U.S. health insurers maintained a stable outlook in the latest report from Moody’s Investor Service, with the rating agency expecting insurance companies “will continue generating solid results owing to disciplined medical management and moderate medical cost trends.”
Some of the credit for the stability was owed to insurers’ decisions to exit the Affordable Care Act (ACA) exchanges. Moody’s called the market a “challenging business” to which the insurers rated in its report now have lowered exposure.
The uncertainty about the ACA’s future does present some potential trouble, according to Moody’s. It cited potential risks should Congress “adversely impact Medicaid, as the latest ACA repeal plan may do by rolling back the law’s Medicaid expansion. Additional pressure may come from few opportunities for additional growth in membership.
“With the economy near full employment, job trends are stable but will not support robust organic medical enrollee expansion in the group commercial segment—the industry's largest business, and representing roughly 55 percent of medical membership in the U.S.,” said Pano Karambelas, a Moody's senior vice president.
Greater opportunity for growth may be found in Medicare Advantage (MA) as baby boomers age. Moody’s said this segment is “not devoid of risk,” but may be conducive for mergers and acquisitions activity. The same week the report was issued, insurance giant Anthem expanded its MA business by acquiring Florida-based HealthSun.
The report also cautioned that while cash flow generation is solid among insurers, financial leverage is high due to share repurchases. Larger mergers and acquisitions which would be financed by new debt may then pressure credit ratings for individual insurers.

[Data for grounding referring expressions]

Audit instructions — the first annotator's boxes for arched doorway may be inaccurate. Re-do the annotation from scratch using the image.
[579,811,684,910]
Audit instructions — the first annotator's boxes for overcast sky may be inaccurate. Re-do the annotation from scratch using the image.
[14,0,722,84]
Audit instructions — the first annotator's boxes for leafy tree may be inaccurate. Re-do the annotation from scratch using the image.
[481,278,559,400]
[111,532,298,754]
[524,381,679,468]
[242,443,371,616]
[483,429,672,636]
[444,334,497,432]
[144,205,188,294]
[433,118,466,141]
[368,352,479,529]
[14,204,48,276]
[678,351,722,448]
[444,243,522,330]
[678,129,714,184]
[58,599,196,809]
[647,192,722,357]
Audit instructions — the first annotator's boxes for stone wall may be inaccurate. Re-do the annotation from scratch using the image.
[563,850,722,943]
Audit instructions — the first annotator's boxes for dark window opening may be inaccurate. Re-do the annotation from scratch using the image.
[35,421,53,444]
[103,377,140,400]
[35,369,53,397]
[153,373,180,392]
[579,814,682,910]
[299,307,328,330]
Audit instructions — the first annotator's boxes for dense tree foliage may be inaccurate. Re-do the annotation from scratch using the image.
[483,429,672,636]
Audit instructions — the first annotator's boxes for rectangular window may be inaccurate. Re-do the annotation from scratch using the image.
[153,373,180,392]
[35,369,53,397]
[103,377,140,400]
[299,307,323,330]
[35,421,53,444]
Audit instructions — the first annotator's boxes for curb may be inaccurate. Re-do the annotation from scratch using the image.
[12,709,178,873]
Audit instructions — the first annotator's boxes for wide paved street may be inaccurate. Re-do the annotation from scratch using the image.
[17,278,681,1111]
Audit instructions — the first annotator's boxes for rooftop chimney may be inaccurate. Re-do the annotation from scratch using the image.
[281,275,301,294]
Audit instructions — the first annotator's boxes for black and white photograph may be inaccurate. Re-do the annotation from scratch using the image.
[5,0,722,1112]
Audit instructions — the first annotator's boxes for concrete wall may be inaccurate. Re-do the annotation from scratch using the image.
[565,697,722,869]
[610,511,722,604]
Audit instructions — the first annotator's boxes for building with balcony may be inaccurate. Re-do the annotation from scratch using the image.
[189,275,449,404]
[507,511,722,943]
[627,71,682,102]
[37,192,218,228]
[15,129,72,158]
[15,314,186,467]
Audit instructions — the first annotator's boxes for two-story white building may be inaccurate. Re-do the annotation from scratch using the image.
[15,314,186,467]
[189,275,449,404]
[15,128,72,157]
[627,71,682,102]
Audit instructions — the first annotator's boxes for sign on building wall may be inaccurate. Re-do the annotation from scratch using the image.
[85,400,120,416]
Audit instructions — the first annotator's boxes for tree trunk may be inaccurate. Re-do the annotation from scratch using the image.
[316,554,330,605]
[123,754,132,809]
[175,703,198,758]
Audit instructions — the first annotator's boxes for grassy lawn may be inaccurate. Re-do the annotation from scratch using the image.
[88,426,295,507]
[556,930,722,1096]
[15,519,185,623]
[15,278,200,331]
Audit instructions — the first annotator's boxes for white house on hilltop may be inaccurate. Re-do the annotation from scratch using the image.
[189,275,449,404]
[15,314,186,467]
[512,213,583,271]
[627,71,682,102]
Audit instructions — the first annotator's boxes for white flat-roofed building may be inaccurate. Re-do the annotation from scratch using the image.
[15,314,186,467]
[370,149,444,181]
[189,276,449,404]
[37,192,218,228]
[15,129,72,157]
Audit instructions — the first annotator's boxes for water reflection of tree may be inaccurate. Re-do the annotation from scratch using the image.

(EXPLORE THE MATERIAL)
A. Reproduce the health insurer article word for word from "Greater opportunity for" to "for individual insurers.".
B. According to the health insurer article, roughly what share of U.S. medical membership does the group commercial segment represent?
This data is separate material, unrelated to the health insurer article.

(ANSWERS BY ITEM)
A.
Greater opportunity for growth may be found in Medicare Advantage (MA) as baby boomers age. Moody’s said this segment is “not devoid of risk,” but may be conducive for mergers and acquisitions activity. The same week the report was issued, insurance giant Anthem expanded its MA business by acquiring Florida-based HealthSun.
The report also cautioned that while cash flow generation is solid among insurers, financial leverage is high due to share repurchases. Larger mergers and acquisitions which would be financed by new debt may then pressure credit ratings for individual insurers.

B. Roughly 55 percent.